◆ **TRECHO CITADO**:
>>>

O jongo é uma dança de roda tida como uma das origens do samba e considerado pelo Governo Federal como Patrimônio Histórico Nacional. Sua origem remonta à região africana do Congo e Angola e chegou ao Brasil Colônia com os negros. A estruturada festa do jongo segue ritos tradicionais consagrados, como fogueira ao centro e o terreiro rodeado por tochas. Antes de iniciar os pontos, a mulher negra mais idosa é responsável pelo jongo, pede licença aos pretos velhos antigos — velhos jongueiros — benzendo os tambores sagrados.

<<<

◆ **DADOS EXTRAÍDOS**:
>>>

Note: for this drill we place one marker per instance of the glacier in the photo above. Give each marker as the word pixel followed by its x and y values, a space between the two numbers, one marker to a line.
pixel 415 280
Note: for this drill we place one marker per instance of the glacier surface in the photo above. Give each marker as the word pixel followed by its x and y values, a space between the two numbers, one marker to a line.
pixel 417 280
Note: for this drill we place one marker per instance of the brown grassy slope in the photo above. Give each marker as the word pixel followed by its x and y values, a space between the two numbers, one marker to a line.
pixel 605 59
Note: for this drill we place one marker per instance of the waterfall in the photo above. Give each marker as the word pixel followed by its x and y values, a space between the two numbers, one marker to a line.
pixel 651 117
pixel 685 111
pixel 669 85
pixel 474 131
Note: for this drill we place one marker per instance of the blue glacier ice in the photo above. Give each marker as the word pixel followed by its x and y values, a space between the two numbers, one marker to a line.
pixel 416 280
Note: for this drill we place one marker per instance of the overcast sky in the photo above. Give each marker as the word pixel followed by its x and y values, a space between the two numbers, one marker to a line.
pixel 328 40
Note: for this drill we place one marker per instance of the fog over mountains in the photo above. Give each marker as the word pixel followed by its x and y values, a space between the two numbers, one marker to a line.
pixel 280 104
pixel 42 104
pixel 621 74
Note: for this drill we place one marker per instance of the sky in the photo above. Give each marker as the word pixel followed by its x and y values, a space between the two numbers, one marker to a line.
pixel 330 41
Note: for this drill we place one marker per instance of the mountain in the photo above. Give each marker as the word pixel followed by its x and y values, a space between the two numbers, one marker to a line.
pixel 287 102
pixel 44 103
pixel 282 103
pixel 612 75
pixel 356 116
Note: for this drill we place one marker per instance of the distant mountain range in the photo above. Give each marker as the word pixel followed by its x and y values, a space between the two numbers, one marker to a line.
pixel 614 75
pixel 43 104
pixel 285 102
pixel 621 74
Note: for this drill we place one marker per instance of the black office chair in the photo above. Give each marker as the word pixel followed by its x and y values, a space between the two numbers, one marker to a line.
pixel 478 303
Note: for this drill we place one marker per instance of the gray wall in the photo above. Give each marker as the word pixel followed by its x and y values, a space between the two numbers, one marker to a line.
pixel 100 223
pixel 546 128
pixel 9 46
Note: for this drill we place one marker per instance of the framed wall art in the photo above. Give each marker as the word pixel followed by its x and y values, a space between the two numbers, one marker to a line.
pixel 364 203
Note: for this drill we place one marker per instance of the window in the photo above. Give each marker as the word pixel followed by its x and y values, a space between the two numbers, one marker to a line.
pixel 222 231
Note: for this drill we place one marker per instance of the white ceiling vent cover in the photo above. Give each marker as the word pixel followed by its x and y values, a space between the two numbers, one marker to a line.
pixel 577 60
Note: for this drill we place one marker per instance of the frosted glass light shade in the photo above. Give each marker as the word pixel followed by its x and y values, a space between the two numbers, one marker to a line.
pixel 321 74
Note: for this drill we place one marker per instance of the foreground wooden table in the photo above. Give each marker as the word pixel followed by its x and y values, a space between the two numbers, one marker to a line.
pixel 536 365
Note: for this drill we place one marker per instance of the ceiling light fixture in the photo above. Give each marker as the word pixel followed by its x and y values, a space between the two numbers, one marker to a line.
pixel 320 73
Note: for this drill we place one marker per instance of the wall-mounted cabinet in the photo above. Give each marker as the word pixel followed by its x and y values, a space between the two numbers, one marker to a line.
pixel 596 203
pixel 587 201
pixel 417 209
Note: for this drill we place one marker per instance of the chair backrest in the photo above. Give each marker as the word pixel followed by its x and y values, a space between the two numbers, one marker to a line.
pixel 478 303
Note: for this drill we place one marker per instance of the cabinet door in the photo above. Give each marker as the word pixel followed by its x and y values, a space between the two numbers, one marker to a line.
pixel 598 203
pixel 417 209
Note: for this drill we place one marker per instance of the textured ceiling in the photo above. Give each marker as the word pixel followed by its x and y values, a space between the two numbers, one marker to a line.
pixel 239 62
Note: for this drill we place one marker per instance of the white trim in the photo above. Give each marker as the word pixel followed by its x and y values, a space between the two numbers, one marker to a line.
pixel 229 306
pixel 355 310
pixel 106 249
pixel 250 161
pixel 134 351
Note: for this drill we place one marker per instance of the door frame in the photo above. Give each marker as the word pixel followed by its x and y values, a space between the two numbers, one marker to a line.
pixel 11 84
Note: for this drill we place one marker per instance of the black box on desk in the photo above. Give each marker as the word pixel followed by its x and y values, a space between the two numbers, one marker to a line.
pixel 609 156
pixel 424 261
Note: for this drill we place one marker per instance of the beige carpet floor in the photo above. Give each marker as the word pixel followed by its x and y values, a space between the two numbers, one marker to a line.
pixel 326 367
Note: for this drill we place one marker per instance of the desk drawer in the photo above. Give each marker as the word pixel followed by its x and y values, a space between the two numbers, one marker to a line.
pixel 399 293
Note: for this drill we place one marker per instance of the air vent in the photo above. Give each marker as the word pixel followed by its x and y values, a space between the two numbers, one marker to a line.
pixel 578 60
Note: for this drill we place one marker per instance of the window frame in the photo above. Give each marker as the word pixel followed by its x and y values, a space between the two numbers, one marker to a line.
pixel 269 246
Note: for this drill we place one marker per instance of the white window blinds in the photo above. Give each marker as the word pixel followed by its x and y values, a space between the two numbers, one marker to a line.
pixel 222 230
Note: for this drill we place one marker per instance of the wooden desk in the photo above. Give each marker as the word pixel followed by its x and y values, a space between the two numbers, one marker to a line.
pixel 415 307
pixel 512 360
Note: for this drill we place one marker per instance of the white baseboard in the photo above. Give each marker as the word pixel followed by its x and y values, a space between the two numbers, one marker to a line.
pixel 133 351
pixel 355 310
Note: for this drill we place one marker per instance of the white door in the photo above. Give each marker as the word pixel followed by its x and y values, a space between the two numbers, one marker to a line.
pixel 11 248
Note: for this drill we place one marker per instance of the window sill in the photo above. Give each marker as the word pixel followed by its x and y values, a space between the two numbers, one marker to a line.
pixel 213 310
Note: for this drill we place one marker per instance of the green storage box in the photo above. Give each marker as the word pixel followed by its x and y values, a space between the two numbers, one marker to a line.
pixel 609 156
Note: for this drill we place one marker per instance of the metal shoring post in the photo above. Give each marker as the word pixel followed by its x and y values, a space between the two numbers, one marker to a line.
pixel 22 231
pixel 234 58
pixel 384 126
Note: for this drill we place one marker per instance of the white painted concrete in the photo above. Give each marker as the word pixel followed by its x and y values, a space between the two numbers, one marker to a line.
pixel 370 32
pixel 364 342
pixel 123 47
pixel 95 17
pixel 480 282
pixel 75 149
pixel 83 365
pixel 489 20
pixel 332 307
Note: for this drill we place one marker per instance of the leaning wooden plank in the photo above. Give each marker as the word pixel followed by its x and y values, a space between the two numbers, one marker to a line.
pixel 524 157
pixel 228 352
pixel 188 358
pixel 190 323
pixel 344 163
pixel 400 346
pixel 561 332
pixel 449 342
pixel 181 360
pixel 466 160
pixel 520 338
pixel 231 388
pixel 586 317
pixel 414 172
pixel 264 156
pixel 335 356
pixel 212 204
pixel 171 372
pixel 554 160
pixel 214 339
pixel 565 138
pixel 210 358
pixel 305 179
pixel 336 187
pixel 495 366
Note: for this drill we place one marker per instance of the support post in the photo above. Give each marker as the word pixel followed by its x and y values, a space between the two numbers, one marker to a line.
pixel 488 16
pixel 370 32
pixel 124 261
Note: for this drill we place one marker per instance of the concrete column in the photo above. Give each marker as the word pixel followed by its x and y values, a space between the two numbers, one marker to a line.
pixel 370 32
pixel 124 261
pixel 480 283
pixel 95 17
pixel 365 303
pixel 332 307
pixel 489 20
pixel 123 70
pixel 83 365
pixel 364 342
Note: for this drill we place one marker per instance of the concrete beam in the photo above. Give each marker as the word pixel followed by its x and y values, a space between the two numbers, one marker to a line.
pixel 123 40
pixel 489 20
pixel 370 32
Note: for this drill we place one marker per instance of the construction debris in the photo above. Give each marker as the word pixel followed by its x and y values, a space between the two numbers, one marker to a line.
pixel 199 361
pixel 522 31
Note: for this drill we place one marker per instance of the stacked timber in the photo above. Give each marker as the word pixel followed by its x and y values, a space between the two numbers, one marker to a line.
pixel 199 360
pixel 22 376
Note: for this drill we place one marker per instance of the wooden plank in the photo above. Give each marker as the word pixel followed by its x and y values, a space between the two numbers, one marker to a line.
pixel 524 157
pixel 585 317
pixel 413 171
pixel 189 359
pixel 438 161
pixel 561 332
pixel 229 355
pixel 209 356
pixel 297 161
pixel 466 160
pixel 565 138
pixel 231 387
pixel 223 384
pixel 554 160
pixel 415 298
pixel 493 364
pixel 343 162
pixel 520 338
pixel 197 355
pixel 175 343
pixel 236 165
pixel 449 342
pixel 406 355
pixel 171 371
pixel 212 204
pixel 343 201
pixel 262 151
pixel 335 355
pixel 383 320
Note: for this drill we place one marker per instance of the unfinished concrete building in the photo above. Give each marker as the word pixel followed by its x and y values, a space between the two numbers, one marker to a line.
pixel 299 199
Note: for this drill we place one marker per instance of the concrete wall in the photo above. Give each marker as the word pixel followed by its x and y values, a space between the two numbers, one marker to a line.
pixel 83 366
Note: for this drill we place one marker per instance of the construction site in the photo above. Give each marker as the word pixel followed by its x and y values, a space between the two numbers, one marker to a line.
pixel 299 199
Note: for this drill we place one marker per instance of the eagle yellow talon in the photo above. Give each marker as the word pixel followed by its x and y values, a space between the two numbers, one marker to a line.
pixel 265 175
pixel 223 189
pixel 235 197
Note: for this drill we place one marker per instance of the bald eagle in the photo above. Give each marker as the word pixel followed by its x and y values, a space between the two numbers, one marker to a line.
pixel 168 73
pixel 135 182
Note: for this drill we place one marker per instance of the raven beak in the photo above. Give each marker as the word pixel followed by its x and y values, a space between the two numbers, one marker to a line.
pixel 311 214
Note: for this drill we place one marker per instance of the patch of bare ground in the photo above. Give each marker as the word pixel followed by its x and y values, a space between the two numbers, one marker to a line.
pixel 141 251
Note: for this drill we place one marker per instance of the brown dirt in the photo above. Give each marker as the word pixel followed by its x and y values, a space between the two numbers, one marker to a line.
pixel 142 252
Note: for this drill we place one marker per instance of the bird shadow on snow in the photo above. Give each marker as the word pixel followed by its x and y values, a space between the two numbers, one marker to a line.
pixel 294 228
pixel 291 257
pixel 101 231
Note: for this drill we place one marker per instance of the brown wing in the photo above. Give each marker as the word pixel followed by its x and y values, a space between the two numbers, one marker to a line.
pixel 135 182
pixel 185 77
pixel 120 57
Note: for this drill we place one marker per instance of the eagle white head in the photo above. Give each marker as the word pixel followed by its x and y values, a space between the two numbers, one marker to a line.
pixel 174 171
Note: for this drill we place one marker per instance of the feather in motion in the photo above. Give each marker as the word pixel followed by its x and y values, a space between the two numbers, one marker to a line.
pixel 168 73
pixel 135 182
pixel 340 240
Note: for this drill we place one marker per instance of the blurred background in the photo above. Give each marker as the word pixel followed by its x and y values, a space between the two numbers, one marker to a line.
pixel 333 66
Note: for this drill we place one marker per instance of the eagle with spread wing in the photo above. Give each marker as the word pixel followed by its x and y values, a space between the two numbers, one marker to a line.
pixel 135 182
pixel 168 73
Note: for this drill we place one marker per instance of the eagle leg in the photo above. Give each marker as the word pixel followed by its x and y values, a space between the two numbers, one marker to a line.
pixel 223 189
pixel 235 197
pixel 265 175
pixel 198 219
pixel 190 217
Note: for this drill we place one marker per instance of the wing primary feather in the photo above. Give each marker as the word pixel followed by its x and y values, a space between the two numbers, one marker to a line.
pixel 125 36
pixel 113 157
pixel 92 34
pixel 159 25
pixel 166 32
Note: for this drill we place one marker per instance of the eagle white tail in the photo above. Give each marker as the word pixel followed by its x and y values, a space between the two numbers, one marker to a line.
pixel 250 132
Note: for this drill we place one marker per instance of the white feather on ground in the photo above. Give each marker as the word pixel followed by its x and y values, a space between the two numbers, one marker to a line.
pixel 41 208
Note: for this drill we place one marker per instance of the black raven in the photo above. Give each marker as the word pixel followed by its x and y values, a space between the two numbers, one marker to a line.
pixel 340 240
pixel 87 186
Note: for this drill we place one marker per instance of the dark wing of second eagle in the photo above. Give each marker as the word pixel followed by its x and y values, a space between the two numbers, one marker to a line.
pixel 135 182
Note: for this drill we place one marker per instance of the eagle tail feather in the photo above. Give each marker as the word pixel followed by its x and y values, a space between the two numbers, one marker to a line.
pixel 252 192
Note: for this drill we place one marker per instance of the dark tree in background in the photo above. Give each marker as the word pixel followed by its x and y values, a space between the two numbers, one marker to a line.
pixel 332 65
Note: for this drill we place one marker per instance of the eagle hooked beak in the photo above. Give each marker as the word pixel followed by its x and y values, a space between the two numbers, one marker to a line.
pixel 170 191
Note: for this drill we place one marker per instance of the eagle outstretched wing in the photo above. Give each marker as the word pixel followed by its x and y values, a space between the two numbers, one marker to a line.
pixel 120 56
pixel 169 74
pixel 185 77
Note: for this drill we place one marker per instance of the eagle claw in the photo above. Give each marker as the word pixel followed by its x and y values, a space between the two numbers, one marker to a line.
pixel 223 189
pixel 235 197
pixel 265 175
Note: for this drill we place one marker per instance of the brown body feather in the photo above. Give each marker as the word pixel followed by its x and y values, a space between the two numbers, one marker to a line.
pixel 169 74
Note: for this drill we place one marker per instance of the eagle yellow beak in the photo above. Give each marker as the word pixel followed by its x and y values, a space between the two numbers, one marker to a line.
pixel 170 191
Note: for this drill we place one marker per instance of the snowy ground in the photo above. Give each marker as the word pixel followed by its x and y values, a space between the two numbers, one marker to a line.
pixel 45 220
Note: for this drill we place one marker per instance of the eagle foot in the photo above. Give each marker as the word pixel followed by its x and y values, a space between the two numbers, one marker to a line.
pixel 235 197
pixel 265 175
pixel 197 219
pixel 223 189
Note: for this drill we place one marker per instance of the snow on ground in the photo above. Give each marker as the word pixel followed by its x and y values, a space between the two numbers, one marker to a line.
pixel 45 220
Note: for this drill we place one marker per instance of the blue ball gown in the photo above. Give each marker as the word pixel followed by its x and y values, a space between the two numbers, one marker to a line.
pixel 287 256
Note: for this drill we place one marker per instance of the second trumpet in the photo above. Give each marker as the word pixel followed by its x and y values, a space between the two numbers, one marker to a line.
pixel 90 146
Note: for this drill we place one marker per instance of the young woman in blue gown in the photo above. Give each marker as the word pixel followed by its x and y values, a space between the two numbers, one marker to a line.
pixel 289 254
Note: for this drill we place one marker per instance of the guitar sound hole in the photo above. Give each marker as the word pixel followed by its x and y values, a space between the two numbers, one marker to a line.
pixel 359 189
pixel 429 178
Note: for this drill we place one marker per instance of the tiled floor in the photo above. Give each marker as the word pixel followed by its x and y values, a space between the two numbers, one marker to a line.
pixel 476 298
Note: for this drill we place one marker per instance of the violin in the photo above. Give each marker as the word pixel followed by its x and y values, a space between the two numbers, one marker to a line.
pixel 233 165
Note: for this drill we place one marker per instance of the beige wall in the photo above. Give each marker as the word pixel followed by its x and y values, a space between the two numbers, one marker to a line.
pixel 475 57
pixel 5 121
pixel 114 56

<<<

◆ **ENUNCIADO A**: Traduza para o inglês a seguinte frase do trecho sobre o jongo: "A estruturada festa do jongo segue ritos tradicionais consagrados, como fogueira ao centro e o terreiro rodeado por tochas."
◆ **ENUNCIADO B**: Imprima a parte do trecho sobre o jongo entre "O jongo é uma" e "os tambores sagrados.", inclusive.

◆ **RESOLUÇÃO COMPLETA A**: The structured jongo celebration follows established traditional rites, such as a bonfire in the center and the ground surrounded by torches.

◆ **RESOLUÇÃO COMPLETA B**:
O jongo é uma dança de roda tida como uma das origens do samba e considerado pelo Governo Federal como Patrimônio Histórico Nacional. Sua origem remonta à região africana do Congo e Angola e chegou ao Brasil Colônia com os negros. A estruturada festa do jongo segue ritos tradicionais consagrados, como fogueira ao centro e o terreiro rodeado por tochas. Antes de iniciar os pontos, a mulher negra mais idosa é responsável pelo jongo, pede licença aos pretos velhos antigos — velhos jongueiros — benzendo os tambores sagrados.